◆ QUESTIONS TO ANSWER
- 1) From the text about what to say to someone who is seriously ill, list every phrase it gives as something not to say.
- 2) Reproduce word for word the part of the text about what to say to someone who is seriously ill, from "Meanwhile, Bruce Feiler's" to "article have been.".

Bruce Feiler author of “The Council of Dads: A Story of Family, Friendship and Learning How to Live”, recently shared an excerpt of his book in The New York Times. Bruce had bone cancer; he also had 3-year-old twins, a working wife, nine months of chemotherapy and 15 hours of reconstructive surgery to deal with. When someone asked his advice on how to handle a mutual friend's brain tumour, he came up with a list of things not to say to someone battling a dire health situation:
1. “What can I do to help?” (Don't ask, be proactive).
2. “My thoughts and prayers are with you” (A tired cliché)
3. “Did you try that mango colonic I recommended?” (Leave treatment advice to the doctors)
4. “Everything will be OK.” (You don't know that)
5. “How are we today?” (Sick people aren't mentally diminished infants)
6. “You look great.” (Don't focus on externals).
On this last point, one of my friends had stomach cancer when she was younger and lost a lot of weight during treatment. She works in fashion and I vividly recall how colleagues would say, “You look fantastic”. Even when they knew why she was so thin. Maybe they thought it would cheer her up. It simply made her upset.
Meanwhile, Bruce Feiler's list of things you should say includes:
1. “No need to write back” (Keeping up with correspondence can be overwhelming)
2. “I should be going now” (Short visits are best)
3. “Would you like some gossip?” (Distraction is helpful)
4. “I love you” or “I'm sorry you have to go through this” (Honest expression of emotions are a powerful gift).
I sent his article to several girlfriends at various stages of their health battles - some in the middle, others out the other side - and they agreed with every point.
Disclaimer: I've not read Feiler's book so it may be that what's above is out of context or covered differently in some other part of the book, but I've been exposed to just what the readers of the article have been.

◆ INFORMATION

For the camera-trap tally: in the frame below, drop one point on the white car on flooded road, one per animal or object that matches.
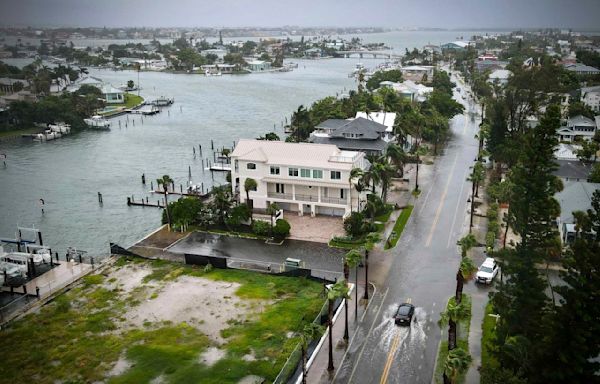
(487, 271)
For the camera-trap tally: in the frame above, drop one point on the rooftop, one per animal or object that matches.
(282, 153)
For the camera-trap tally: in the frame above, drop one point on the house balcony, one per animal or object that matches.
(284, 196)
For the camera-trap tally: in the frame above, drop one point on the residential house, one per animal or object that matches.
(300, 177)
(409, 89)
(582, 69)
(499, 76)
(590, 96)
(572, 171)
(418, 73)
(455, 46)
(359, 134)
(574, 197)
(577, 128)
(259, 65)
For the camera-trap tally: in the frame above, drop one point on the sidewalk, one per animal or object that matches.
(317, 371)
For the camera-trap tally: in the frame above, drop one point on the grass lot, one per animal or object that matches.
(398, 227)
(488, 326)
(462, 341)
(81, 334)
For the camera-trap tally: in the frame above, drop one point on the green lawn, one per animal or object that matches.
(462, 341)
(77, 337)
(398, 227)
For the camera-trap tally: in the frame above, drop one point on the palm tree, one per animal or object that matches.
(465, 271)
(457, 362)
(309, 332)
(353, 259)
(371, 239)
(249, 185)
(339, 290)
(454, 313)
(397, 157)
(165, 181)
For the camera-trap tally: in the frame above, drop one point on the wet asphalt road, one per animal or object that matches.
(422, 272)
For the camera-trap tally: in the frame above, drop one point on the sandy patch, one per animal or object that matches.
(120, 367)
(211, 356)
(251, 379)
(210, 303)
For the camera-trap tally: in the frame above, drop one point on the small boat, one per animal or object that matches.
(162, 102)
(97, 122)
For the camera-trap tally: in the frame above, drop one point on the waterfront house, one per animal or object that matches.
(300, 177)
(360, 134)
(590, 96)
(259, 65)
(574, 197)
(577, 128)
(582, 69)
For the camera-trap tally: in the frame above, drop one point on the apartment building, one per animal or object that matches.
(305, 178)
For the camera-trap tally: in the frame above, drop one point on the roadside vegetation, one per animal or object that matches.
(81, 334)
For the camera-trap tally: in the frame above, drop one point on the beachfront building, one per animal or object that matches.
(360, 134)
(577, 128)
(259, 65)
(300, 177)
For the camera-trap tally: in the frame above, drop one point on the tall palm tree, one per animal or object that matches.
(339, 290)
(249, 185)
(454, 313)
(353, 259)
(165, 181)
(465, 271)
(371, 240)
(309, 332)
(397, 157)
(457, 362)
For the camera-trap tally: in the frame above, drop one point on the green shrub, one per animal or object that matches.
(354, 225)
(261, 228)
(281, 230)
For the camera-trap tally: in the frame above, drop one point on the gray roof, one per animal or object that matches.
(352, 144)
(332, 124)
(572, 169)
(580, 121)
(368, 129)
(575, 197)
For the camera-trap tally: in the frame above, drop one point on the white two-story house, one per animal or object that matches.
(300, 177)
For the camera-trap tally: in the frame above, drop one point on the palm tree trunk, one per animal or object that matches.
(460, 282)
(356, 293)
(330, 324)
(451, 334)
(366, 296)
(304, 370)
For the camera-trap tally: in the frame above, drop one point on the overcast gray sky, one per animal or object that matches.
(487, 14)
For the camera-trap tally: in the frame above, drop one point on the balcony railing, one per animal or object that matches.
(334, 200)
(277, 195)
(307, 197)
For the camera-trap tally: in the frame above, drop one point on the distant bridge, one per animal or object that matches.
(373, 54)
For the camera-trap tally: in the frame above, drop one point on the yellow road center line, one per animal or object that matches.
(439, 210)
(390, 359)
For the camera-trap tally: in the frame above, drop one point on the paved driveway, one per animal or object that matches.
(319, 228)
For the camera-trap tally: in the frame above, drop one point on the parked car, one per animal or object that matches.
(487, 271)
(404, 314)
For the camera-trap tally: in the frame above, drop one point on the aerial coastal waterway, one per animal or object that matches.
(68, 173)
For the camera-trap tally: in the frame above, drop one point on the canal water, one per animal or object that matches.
(69, 172)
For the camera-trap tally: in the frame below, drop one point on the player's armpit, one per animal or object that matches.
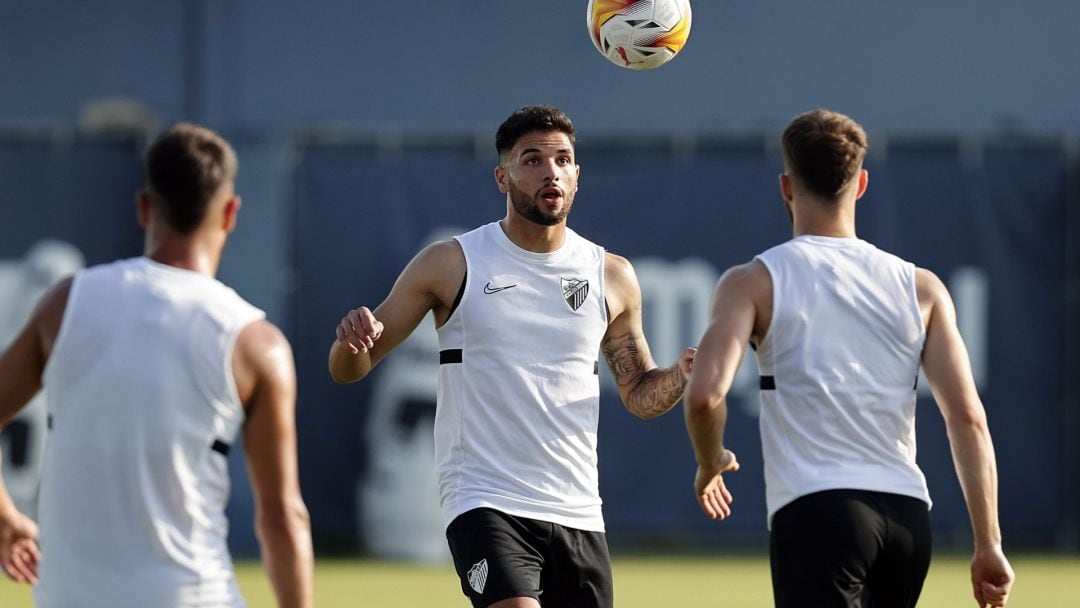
(646, 390)
(429, 283)
(23, 362)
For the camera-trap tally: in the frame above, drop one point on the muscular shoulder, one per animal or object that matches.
(620, 284)
(932, 294)
(752, 277)
(262, 360)
(440, 262)
(928, 286)
(49, 314)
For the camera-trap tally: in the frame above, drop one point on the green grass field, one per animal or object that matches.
(655, 581)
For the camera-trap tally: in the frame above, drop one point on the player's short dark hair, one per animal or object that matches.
(186, 166)
(825, 150)
(531, 119)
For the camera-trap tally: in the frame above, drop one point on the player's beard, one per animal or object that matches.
(528, 206)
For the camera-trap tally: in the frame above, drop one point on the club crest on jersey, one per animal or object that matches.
(477, 576)
(575, 292)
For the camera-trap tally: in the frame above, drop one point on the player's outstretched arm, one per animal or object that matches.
(647, 390)
(947, 368)
(721, 350)
(429, 283)
(266, 380)
(22, 366)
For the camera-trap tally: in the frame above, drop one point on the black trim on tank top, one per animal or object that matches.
(220, 447)
(451, 355)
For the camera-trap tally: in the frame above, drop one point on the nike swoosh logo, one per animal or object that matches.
(489, 289)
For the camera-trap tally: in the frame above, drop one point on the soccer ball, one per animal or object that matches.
(638, 35)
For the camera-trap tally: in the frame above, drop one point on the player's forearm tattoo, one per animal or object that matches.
(651, 392)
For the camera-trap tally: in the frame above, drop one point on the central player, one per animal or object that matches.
(523, 307)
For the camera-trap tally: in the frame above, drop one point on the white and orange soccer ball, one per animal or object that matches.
(638, 35)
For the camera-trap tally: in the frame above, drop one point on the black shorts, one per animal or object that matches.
(499, 556)
(850, 549)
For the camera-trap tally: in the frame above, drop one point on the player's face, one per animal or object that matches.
(541, 177)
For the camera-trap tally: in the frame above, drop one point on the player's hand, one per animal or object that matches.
(359, 329)
(18, 548)
(686, 362)
(713, 495)
(991, 577)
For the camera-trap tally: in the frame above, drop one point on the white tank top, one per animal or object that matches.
(143, 408)
(518, 391)
(838, 365)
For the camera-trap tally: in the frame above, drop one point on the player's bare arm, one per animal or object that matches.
(266, 382)
(647, 390)
(741, 312)
(430, 282)
(22, 366)
(948, 369)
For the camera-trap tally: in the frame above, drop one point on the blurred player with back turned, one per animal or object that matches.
(523, 307)
(839, 329)
(152, 367)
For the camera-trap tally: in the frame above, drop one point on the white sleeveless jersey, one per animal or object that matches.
(839, 365)
(143, 409)
(518, 391)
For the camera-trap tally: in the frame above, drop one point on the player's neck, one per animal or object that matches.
(532, 237)
(184, 252)
(819, 220)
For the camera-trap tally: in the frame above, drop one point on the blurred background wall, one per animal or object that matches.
(365, 130)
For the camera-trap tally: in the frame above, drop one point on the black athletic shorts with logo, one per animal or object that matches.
(850, 549)
(499, 556)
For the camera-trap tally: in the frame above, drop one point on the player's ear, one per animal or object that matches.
(229, 214)
(143, 208)
(864, 179)
(500, 178)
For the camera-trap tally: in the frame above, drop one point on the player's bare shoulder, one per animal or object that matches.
(261, 359)
(744, 286)
(620, 284)
(932, 294)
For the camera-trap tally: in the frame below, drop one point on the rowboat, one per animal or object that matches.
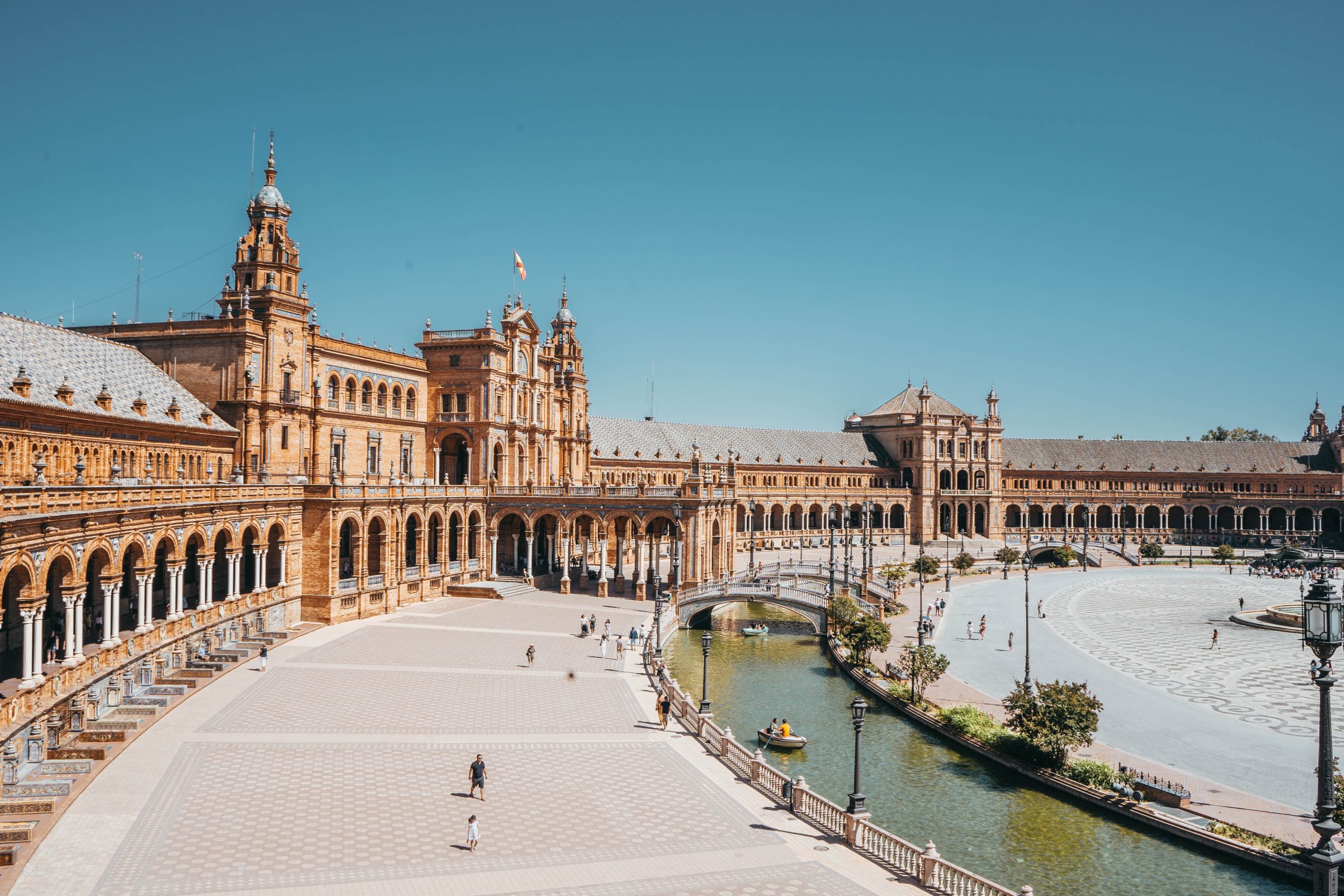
(780, 742)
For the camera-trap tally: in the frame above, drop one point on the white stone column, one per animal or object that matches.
(143, 583)
(26, 667)
(80, 599)
(37, 649)
(69, 655)
(111, 597)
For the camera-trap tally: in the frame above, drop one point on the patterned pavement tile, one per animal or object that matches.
(802, 879)
(304, 700)
(353, 813)
(398, 645)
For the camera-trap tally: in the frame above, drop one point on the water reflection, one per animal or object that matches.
(980, 816)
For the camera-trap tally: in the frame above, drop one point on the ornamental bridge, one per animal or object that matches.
(795, 586)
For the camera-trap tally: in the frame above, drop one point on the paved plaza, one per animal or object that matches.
(343, 770)
(1242, 714)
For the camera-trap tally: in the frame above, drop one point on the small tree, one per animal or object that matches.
(867, 635)
(894, 571)
(1065, 555)
(927, 566)
(844, 610)
(925, 667)
(1055, 718)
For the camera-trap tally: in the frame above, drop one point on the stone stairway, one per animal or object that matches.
(69, 749)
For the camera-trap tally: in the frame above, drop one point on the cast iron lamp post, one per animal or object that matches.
(750, 541)
(705, 676)
(659, 601)
(857, 800)
(1321, 624)
(832, 551)
(1026, 605)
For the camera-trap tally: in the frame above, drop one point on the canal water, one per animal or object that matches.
(980, 816)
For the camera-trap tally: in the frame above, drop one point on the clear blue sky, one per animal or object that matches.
(1127, 219)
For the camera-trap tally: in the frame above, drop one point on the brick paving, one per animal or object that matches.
(343, 770)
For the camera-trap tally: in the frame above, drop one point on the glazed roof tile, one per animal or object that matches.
(649, 437)
(908, 402)
(51, 355)
(1186, 457)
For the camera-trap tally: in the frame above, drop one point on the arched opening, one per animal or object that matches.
(412, 553)
(374, 547)
(18, 589)
(433, 536)
(249, 568)
(346, 551)
(454, 460)
(1303, 520)
(273, 559)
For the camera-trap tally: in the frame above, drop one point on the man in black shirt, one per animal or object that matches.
(478, 774)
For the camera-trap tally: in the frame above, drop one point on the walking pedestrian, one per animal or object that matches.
(478, 774)
(474, 835)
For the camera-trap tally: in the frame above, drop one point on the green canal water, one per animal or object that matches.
(918, 787)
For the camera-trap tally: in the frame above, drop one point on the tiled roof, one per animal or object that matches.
(649, 437)
(51, 355)
(1166, 457)
(908, 402)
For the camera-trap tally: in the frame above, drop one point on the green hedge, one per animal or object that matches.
(979, 724)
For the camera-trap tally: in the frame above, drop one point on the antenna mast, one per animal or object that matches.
(138, 288)
(651, 393)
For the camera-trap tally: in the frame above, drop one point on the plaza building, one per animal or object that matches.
(250, 458)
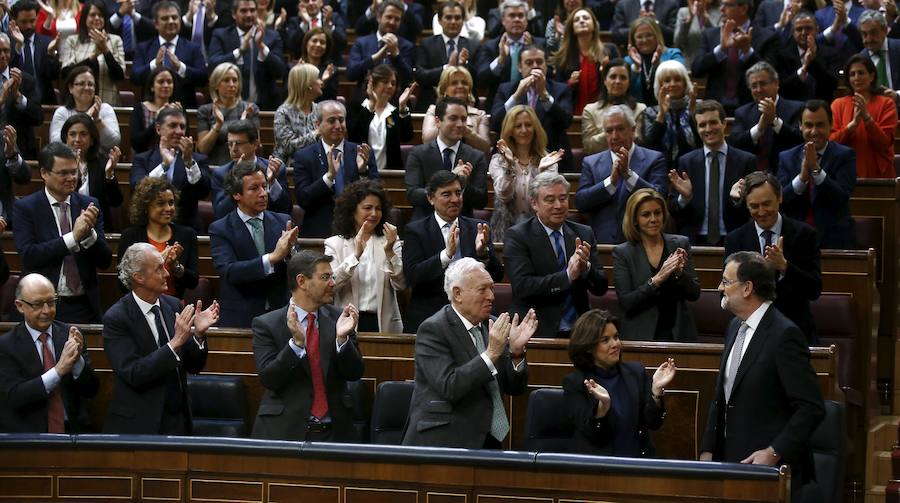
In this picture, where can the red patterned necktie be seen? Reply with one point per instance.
(320, 400)
(55, 414)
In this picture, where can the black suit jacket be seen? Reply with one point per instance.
(313, 195)
(143, 371)
(775, 400)
(536, 280)
(746, 116)
(288, 396)
(802, 282)
(689, 219)
(422, 267)
(555, 121)
(24, 397)
(426, 160)
(42, 247)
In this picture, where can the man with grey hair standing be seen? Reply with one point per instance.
(552, 262)
(151, 343)
(609, 178)
(464, 362)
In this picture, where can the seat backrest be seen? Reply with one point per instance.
(829, 446)
(390, 411)
(547, 429)
(218, 406)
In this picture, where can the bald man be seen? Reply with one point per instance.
(45, 372)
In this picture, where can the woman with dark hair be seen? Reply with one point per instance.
(316, 49)
(611, 403)
(866, 120)
(79, 96)
(378, 122)
(158, 92)
(581, 56)
(369, 268)
(97, 49)
(96, 171)
(154, 203)
(654, 273)
(616, 82)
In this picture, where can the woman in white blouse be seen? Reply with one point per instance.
(521, 155)
(98, 49)
(368, 268)
(79, 96)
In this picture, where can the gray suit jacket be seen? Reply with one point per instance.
(640, 301)
(288, 396)
(451, 405)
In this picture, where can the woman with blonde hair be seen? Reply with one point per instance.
(227, 106)
(581, 56)
(456, 81)
(654, 274)
(521, 155)
(295, 124)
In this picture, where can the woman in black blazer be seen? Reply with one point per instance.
(654, 274)
(153, 206)
(96, 170)
(379, 123)
(611, 404)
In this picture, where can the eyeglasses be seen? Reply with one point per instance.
(40, 304)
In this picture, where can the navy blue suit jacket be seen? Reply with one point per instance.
(266, 72)
(316, 198)
(188, 53)
(42, 248)
(223, 203)
(831, 199)
(555, 121)
(608, 210)
(244, 286)
(738, 164)
(191, 194)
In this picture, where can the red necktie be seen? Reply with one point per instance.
(55, 414)
(320, 400)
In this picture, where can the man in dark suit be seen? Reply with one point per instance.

◆ ANSWERS TO THIS EXERCISE
- 1)
1. "What can I do to help?"
2. "My thoughts and prayers are with you"
3. "Did you try that mango colonic I recommended?"
4. "Everything will be OK."
5. "How are we today?"
6. "You look great."

- 2)
Meanwhile, Bruce Feiler's list of things you should say includes:
1. “No need to write back” (Keeping up with correspondence can be overwhelming)
2. “I should be going now” (Short visits are best)
3. “Would you like some gossip?” (Distraction is helpful)
4. “I love you” or “I'm sorry you have to go through this” (Honest expression of emotions are a powerful gift).
I sent his article to several girlfriends at various stages of their health battles - some in the middle, others out the other side - and they agreed with every point.
Disclaimer: I've not read Feiler's book so it may be that what's above is out of context or covered differently in some other part of the book, but I've been exposed to just what the readers of the article have been.